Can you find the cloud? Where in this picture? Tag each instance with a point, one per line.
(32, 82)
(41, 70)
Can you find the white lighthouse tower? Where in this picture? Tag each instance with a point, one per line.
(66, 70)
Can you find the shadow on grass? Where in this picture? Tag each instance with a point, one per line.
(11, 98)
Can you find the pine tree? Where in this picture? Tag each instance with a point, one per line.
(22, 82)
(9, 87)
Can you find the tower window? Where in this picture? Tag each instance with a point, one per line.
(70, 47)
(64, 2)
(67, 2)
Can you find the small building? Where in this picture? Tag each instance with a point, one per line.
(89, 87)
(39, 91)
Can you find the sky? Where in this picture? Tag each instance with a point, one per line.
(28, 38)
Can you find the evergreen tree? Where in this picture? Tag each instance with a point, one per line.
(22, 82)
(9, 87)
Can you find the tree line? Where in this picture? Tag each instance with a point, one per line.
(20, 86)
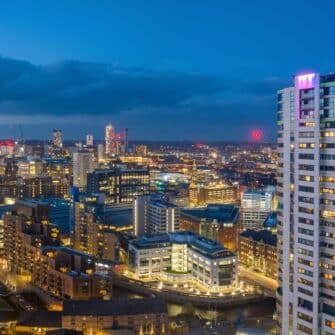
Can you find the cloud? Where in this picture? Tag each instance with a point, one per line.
(43, 94)
(72, 87)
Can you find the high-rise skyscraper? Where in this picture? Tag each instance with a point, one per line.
(82, 165)
(154, 216)
(109, 139)
(89, 140)
(100, 153)
(57, 138)
(306, 214)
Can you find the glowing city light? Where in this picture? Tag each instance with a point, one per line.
(256, 135)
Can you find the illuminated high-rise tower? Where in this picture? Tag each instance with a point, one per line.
(57, 138)
(82, 165)
(109, 139)
(306, 213)
(89, 140)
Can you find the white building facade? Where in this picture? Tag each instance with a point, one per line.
(306, 213)
(183, 257)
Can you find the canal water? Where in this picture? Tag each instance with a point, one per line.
(259, 310)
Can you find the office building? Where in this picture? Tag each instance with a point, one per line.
(141, 150)
(109, 139)
(57, 138)
(216, 222)
(29, 168)
(256, 204)
(101, 153)
(119, 185)
(82, 165)
(152, 216)
(183, 257)
(258, 250)
(306, 214)
(215, 192)
(94, 232)
(141, 214)
(89, 140)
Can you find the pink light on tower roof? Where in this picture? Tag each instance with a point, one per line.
(306, 81)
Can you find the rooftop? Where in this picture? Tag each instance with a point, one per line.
(221, 213)
(49, 319)
(260, 235)
(205, 246)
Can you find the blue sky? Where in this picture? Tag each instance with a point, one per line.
(198, 70)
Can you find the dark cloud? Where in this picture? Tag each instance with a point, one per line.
(73, 88)
(86, 88)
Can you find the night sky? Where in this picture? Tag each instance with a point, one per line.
(167, 70)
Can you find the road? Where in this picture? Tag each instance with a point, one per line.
(270, 285)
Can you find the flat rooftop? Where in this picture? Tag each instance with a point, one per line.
(221, 213)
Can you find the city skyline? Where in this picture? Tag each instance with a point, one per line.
(195, 72)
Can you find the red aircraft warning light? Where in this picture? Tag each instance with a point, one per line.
(256, 135)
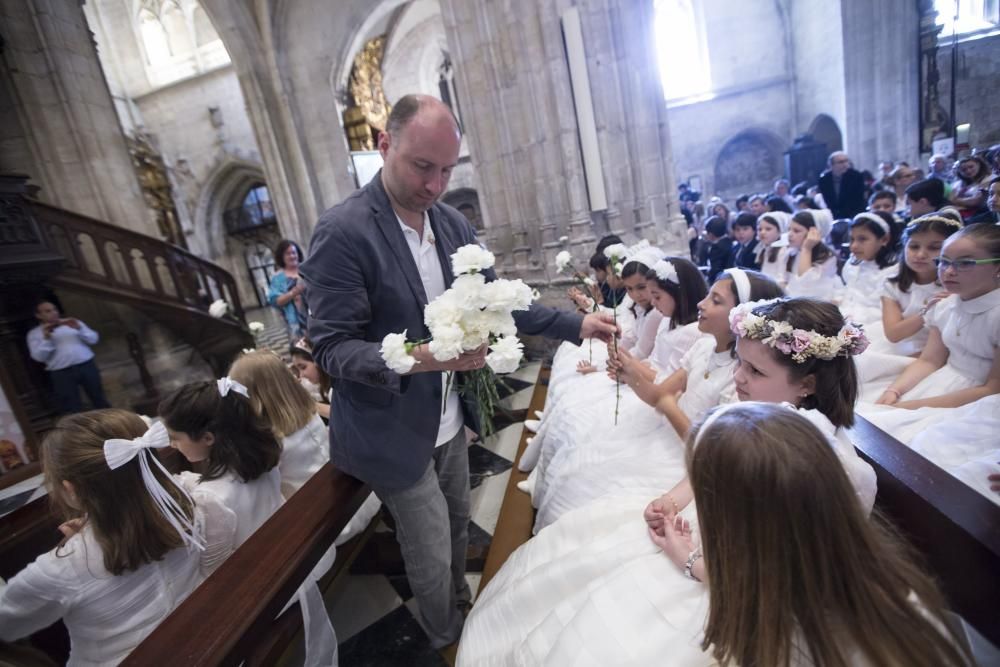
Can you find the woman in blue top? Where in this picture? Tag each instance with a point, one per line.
(286, 289)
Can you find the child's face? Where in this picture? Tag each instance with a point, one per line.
(767, 233)
(713, 310)
(307, 369)
(919, 207)
(743, 234)
(972, 282)
(882, 204)
(194, 450)
(864, 244)
(661, 299)
(759, 376)
(636, 288)
(921, 249)
(796, 235)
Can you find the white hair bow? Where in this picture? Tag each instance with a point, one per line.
(118, 452)
(227, 384)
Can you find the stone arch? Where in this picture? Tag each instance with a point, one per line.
(824, 130)
(466, 200)
(749, 161)
(228, 181)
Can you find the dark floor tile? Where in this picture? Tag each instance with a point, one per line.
(483, 463)
(394, 639)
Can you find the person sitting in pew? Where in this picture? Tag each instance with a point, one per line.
(136, 544)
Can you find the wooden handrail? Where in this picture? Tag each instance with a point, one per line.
(118, 257)
(954, 527)
(222, 620)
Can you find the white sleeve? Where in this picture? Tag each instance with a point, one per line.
(34, 599)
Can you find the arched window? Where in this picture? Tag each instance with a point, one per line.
(681, 49)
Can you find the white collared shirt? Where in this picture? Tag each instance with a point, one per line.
(432, 276)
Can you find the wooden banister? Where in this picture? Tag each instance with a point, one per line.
(954, 527)
(223, 620)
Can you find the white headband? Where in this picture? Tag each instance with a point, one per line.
(118, 452)
(227, 384)
(742, 283)
(871, 217)
(666, 272)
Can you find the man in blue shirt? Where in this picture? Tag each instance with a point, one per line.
(63, 345)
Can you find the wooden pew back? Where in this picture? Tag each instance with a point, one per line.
(954, 527)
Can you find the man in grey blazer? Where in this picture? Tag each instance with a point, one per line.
(374, 262)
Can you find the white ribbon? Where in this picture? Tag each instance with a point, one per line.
(742, 283)
(227, 384)
(665, 271)
(874, 219)
(118, 452)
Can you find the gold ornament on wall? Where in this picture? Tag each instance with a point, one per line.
(369, 110)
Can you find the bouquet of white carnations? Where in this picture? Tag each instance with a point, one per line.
(470, 314)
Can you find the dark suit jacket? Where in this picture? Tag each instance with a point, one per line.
(746, 257)
(852, 193)
(362, 284)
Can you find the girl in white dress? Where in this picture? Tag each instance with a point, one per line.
(790, 559)
(234, 451)
(772, 230)
(283, 403)
(915, 288)
(593, 589)
(598, 457)
(125, 563)
(675, 298)
(811, 265)
(961, 361)
(872, 261)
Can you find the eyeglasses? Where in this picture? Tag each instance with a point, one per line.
(961, 265)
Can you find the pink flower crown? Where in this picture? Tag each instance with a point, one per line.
(799, 344)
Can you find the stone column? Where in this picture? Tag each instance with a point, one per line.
(523, 137)
(61, 115)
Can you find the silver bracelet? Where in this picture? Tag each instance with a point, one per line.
(689, 565)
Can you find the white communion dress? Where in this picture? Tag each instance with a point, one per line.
(592, 588)
(109, 615)
(597, 458)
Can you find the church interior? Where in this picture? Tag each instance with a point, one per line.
(156, 156)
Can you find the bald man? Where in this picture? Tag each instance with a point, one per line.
(842, 186)
(374, 262)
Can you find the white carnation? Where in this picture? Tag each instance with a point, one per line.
(505, 354)
(218, 308)
(446, 343)
(563, 261)
(471, 258)
(395, 354)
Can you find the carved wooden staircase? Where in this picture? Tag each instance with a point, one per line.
(44, 248)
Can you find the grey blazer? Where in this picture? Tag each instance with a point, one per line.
(362, 284)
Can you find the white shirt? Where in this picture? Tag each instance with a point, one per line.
(64, 348)
(432, 276)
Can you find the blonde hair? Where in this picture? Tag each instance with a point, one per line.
(275, 393)
(115, 503)
(795, 567)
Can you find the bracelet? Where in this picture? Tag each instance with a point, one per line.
(689, 565)
(677, 510)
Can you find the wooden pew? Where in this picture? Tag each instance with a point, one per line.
(230, 618)
(955, 528)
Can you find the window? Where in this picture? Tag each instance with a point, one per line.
(680, 44)
(966, 16)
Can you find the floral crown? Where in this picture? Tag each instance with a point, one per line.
(799, 344)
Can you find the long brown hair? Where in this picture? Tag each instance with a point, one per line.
(795, 568)
(244, 442)
(114, 503)
(275, 393)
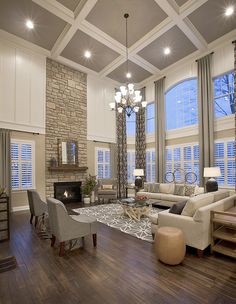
※
→ Objective
Find every line in the records that contains the word "blue", treating uppercase and lowercase as different, and copy each of those lines.

→ Reply
Can you find the blue sky? Where in this picture? Tag each instance with a point, one per line.
Can you find the woman in blue top? Where in this picture? Tag each instance with a point, one per line.
Can you find the man in blue shirt? Where in this picture? Tag each instance with a point, one per line.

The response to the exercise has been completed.